[Task inputs — start]
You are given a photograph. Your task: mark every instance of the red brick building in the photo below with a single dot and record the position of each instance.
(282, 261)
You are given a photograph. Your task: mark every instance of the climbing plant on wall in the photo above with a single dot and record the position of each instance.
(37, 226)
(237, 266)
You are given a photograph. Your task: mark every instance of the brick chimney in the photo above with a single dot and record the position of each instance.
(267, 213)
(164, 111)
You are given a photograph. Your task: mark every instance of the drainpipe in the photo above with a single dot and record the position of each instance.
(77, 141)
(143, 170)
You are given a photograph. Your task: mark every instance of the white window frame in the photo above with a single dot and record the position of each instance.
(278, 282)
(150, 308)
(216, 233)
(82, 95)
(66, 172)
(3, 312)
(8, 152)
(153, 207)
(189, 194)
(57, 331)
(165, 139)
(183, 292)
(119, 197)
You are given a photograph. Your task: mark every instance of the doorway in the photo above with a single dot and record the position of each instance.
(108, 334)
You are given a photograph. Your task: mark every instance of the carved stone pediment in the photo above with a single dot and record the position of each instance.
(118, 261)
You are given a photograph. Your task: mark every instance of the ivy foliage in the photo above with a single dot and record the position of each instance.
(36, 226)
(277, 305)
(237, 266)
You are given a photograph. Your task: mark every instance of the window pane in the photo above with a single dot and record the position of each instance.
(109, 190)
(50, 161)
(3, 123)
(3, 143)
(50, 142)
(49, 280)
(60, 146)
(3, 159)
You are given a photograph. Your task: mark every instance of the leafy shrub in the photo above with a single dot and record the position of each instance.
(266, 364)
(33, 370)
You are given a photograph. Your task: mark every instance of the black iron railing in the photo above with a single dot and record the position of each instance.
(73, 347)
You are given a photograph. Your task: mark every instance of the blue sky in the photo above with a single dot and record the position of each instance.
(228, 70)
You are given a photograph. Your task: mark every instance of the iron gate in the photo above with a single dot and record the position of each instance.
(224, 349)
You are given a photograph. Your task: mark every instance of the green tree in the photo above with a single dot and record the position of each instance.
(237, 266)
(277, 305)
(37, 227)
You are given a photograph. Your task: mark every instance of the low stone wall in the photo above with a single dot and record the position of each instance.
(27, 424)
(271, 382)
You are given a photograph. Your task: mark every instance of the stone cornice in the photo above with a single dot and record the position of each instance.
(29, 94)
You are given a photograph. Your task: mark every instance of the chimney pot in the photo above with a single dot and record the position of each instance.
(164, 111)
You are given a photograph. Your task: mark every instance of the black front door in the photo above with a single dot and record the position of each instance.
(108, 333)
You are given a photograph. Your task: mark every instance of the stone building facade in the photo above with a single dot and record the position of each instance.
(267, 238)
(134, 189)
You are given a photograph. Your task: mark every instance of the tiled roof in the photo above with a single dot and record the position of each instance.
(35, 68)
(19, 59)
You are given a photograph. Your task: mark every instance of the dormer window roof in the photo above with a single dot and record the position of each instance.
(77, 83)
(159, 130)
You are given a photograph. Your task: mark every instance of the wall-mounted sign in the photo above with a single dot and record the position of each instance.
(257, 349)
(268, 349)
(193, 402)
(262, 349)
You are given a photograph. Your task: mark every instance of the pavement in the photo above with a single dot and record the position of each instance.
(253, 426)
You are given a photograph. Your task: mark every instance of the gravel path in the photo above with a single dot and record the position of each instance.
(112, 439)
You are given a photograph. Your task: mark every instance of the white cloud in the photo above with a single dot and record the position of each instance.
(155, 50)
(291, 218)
[Task inputs — finish]
> What you have to do: Only the lines from the one with "of the tiled" through the final line above belong in the answer, each reproduced word for word.

> Result:
You are given a photograph. Your task: mark every instance of the tiled roof in the photo above with a single dot and record the position of each instance.
(35, 68)
(19, 59)
You are given a photograph. Your task: mark every instance of the dormer window roof in the photo above with a single dot and record the position of each instance.
(77, 83)
(159, 130)
You are given a photograph. Your task: mark every instance of the wall-mounted sign in the photo above with a single dot and record the position of each instance.
(257, 349)
(268, 349)
(193, 402)
(262, 349)
You are given a photograph. Your task: mark every instance of the pavement in the photo above with a single dot and record the position of each instance.
(253, 426)
You are given a photograph. Your task: mark every instance of the gravel path in the photo above with a single dot and record the position of each instance.
(112, 439)
You are given a photograph. Your task: mark every instance of the white cloud in the photo above with a single dot and record the position of each instance.
(155, 50)
(291, 218)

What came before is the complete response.